** Opening Record extracts block **

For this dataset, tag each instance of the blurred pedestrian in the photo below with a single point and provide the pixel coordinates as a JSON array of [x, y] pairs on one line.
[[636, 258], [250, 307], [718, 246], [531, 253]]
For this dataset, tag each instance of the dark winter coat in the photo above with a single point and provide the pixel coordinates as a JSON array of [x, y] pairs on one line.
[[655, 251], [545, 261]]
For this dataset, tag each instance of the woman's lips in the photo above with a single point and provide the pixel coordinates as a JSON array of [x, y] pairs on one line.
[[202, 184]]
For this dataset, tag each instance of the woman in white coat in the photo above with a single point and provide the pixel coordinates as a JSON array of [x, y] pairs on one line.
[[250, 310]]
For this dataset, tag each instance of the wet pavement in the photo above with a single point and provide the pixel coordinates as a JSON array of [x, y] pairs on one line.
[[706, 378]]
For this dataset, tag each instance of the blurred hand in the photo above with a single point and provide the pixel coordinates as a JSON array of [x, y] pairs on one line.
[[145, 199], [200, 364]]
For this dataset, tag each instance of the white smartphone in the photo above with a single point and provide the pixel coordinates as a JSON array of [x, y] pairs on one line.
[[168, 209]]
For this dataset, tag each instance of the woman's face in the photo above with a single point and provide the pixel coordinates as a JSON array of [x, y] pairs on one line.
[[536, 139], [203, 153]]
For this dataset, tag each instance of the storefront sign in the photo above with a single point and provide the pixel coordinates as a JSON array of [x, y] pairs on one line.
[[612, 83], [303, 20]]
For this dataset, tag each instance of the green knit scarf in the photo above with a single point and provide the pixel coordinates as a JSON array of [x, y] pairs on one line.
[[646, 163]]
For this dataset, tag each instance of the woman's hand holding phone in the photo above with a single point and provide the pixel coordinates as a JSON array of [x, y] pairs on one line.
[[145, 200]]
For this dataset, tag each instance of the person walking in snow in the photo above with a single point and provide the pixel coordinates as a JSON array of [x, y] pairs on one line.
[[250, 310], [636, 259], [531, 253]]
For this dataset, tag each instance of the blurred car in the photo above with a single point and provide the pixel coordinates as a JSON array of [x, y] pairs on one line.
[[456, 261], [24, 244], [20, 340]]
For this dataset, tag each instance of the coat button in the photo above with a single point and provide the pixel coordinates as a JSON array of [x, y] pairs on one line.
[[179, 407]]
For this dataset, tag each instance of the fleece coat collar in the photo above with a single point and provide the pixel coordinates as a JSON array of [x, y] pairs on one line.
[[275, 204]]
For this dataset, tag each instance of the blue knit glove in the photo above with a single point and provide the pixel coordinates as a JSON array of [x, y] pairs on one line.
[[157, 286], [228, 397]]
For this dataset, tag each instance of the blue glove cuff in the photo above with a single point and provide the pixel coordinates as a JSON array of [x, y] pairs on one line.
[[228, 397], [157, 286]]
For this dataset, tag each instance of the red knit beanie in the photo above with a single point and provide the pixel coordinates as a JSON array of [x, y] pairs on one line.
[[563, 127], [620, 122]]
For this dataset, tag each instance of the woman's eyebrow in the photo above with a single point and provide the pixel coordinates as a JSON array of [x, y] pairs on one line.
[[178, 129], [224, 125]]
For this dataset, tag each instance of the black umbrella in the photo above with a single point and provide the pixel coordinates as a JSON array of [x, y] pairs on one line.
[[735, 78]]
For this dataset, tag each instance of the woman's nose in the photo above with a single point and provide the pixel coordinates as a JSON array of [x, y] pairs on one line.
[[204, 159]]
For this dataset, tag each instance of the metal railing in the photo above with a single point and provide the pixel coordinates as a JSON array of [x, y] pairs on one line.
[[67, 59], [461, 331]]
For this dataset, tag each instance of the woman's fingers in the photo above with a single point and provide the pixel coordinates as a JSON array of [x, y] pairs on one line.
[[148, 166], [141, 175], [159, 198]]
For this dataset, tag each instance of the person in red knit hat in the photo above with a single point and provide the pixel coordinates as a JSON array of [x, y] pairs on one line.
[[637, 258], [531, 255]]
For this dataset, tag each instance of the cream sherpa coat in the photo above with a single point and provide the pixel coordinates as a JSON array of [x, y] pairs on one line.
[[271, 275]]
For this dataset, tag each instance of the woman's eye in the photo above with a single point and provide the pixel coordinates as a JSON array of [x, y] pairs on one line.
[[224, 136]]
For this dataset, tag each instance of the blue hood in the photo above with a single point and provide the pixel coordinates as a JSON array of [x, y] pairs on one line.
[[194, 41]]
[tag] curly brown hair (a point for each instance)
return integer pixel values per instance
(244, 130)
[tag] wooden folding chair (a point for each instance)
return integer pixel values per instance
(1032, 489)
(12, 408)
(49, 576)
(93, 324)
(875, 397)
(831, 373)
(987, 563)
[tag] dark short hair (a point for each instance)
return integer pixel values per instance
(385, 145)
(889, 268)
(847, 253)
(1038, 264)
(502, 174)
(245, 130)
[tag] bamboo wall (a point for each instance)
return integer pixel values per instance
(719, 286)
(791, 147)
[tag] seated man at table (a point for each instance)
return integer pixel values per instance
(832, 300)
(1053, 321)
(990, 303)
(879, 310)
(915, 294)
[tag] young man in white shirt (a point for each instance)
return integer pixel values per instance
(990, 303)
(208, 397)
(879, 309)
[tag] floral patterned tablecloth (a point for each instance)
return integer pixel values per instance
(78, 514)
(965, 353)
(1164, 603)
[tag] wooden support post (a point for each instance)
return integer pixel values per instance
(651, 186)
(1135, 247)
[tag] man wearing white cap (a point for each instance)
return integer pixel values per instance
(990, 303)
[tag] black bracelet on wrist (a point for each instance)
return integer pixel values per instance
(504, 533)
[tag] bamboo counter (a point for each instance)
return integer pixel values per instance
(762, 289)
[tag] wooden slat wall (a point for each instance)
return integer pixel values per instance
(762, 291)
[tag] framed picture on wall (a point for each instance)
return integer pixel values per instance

** Closing Record extracts block **

What to do - Could you output the lines above, exactly as written, from the one containing "[tag] framed picture" through the last, with both ends included and no others?

Response area -
[tag] framed picture on wall (a point for each instance)
return integer pixel values per instance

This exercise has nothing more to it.